§ **PROMPT 1**:
In the post on terrorism and liberty, write out the passage from "Dearbornistan ?" to "we want to.", substituting "civil order" for "public order".
** BEGIN EXTRACTED TEXT **
Monday, November 27, 2006

Terrorism and Liberty

This started out as a response to a comment from frequent poster “Louie Louie.” LL says he had a conversation with a security boss at an international construction company who told LL that “we aren’t going to win this.” By “this” LL says, the gentleman meant “terrorist activity around the world. What we see going on in Baghdad right now will be Dearbornistan, MI or NYC 50 years hence.” (some capitalization added by El Jefe).
Dearbornistan ?

In any case, I'm more "optimistic" than that, at least on the subject of stopping terrorism. I don't know if we're going to win in Iraq, but I have no doubt over our ability to prevail over violence and threats to public order here and abroad, and over all our enemies once we've decided we want to.

Look up Col. Ralph Peters article from the Sunday New York Post "The Eurabia Myth." (available on Real Clear Politics). The money quote:

Don't let Europe's current round of playing pacifist dress-up fool you: This is the continent that perfected genocide and ethnic cleansing, the happy-go-lucky slice of humanity that brought us such recent hits as the Holocaust and Srebrenica.

The historical patterns are clear: When Europeans feel sufficiently threatened - even when the threat's concocted nonsense - they don't just react, they over-react with stunning ferocity. One of their more-humane (and frequently employed) techniques has been ethnic cleansing.

And Europeans won't even need to re-write "The Protocols of the Elders of Zion" with an Islamist theme - real Muslims zealots provide Europe's bigots with all the propaganda they need. Al Qaeda and its wannabe fans are the worst thing that could have happened to Europe's Muslims. Europe hasn't broken free of its historical addictions - we're going to see Europe's history reprised on meth.
** END EXTRACTED TEXT **
** BEGIN DATA EXTRACT **
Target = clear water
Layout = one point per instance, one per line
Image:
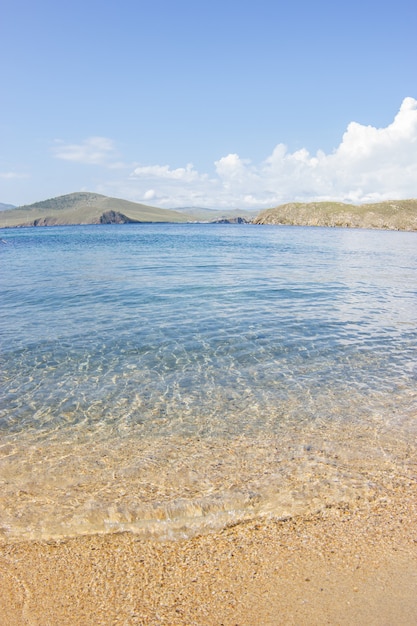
(171, 379)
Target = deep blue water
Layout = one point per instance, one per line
(160, 377)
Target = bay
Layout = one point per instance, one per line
(171, 379)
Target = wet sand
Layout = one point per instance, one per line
(344, 566)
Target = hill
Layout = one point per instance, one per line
(86, 208)
(200, 214)
(391, 215)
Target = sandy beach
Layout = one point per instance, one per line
(344, 566)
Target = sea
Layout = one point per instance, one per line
(173, 379)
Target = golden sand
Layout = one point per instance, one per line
(345, 566)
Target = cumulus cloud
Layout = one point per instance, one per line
(186, 174)
(370, 164)
(92, 151)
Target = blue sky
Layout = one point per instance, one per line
(221, 104)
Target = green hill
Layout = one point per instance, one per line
(86, 208)
(391, 215)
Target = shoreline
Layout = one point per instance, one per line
(343, 566)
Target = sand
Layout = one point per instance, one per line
(343, 566)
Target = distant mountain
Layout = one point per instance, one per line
(209, 215)
(86, 208)
(391, 215)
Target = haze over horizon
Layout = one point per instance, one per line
(221, 105)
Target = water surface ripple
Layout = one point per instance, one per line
(169, 379)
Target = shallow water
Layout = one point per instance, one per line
(169, 379)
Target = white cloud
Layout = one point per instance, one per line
(369, 165)
(92, 151)
(186, 174)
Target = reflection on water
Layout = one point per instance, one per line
(169, 379)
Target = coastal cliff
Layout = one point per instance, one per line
(389, 215)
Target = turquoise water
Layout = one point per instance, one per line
(170, 379)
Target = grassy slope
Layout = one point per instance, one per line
(395, 215)
(85, 208)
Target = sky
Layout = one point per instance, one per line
(222, 104)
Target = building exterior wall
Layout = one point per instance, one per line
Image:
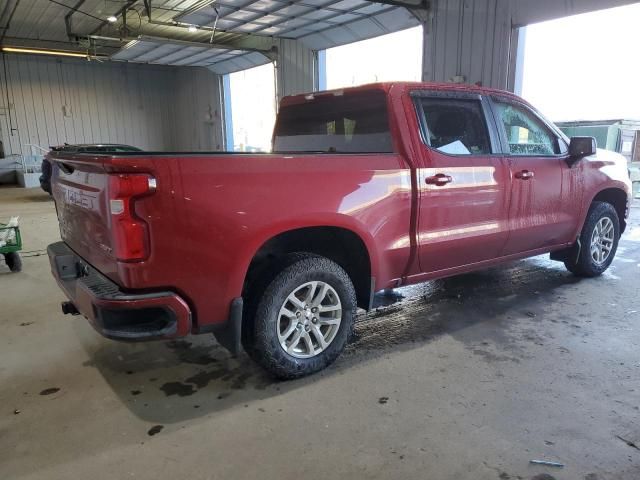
(469, 39)
(296, 68)
(49, 101)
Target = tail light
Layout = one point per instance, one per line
(129, 234)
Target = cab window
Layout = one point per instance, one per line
(454, 126)
(526, 134)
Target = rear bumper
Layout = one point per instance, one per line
(112, 312)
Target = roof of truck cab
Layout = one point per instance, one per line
(403, 86)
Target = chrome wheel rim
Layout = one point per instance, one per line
(602, 240)
(309, 319)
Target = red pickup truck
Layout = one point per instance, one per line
(367, 188)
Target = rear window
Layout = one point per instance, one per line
(351, 123)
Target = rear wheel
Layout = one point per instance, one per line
(304, 318)
(598, 240)
(13, 261)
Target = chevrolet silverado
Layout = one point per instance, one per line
(365, 189)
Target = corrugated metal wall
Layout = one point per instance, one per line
(295, 68)
(48, 101)
(470, 38)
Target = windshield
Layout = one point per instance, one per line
(351, 123)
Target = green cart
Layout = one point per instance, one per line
(11, 244)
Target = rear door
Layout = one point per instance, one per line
(542, 212)
(464, 182)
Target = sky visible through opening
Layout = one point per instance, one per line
(253, 108)
(378, 59)
(396, 56)
(585, 67)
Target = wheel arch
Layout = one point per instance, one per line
(618, 198)
(337, 243)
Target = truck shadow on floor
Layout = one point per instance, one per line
(168, 382)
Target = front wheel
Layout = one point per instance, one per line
(598, 240)
(304, 318)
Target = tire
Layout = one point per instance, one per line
(601, 215)
(13, 261)
(330, 317)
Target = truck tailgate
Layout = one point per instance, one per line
(80, 192)
(97, 202)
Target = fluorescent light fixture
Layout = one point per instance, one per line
(61, 53)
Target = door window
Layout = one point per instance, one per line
(526, 134)
(455, 126)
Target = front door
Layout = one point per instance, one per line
(540, 214)
(464, 183)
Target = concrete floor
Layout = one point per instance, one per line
(468, 378)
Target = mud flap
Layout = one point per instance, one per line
(229, 335)
(569, 255)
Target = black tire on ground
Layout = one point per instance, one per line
(14, 262)
(586, 265)
(262, 341)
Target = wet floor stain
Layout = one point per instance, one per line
(543, 476)
(155, 430)
(187, 352)
(177, 388)
(49, 391)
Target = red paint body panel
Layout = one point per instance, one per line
(210, 213)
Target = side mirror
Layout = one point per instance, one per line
(582, 146)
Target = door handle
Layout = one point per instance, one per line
(439, 180)
(524, 175)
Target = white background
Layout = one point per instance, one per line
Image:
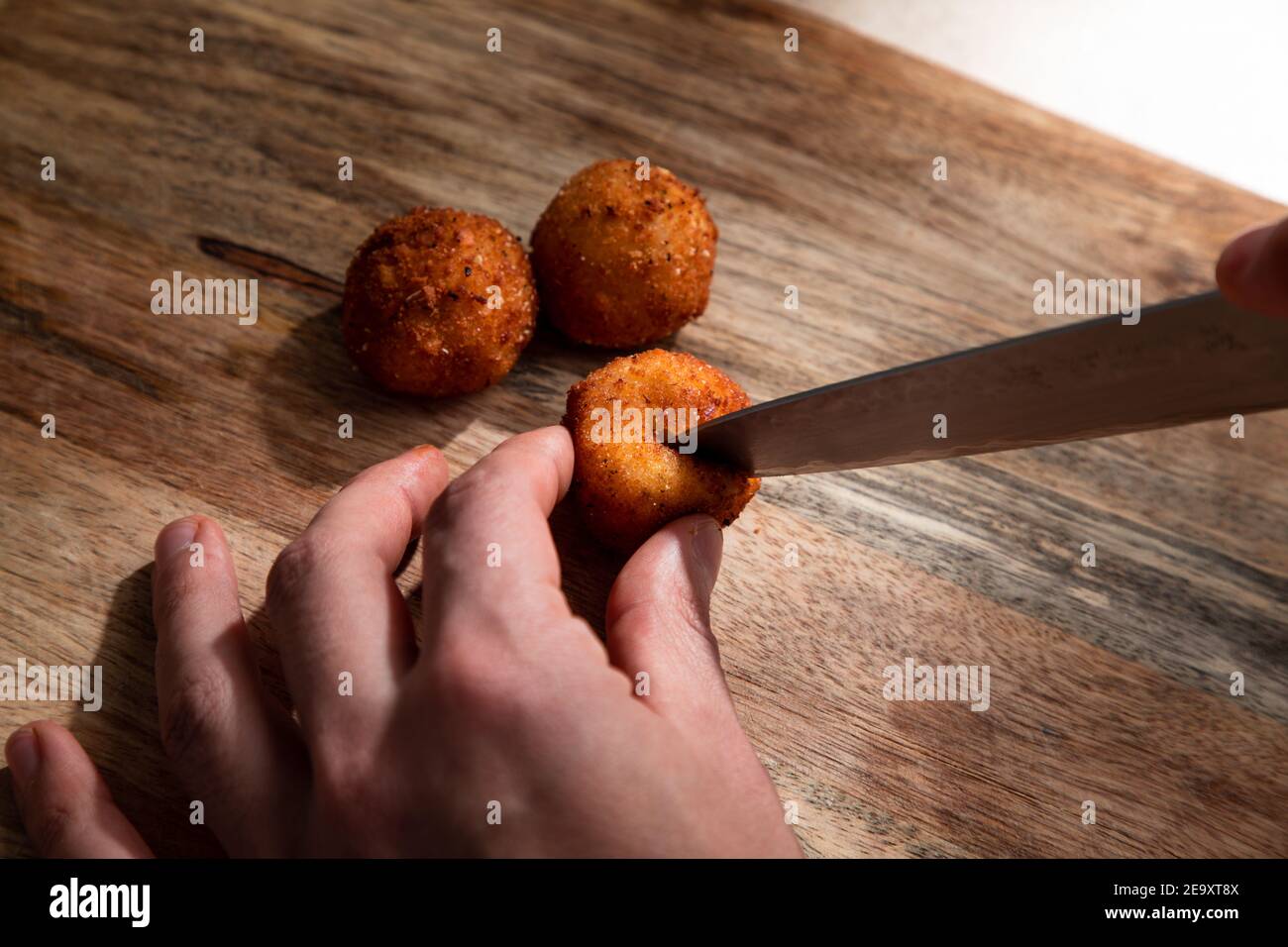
** END DATA EXTRACT **
§ **PROMPT 2**:
From the listing above, copy every line that contains the string "window".

§ **WRITTEN SOLUTION 1**:
Dearbornistan ?

In any case, I'm more "optimistic" than that, at least on the subject of stopping terrorism. I don't know if we're going to win in Iraq, but I have no doubt over our ability to prevail over violence and threats to civil order here and abroad, and over all our enemies once we've decided we want to.

§ **WRITTEN SOLUTION 2**:
Target = cab window
Target = rear window
Target = door window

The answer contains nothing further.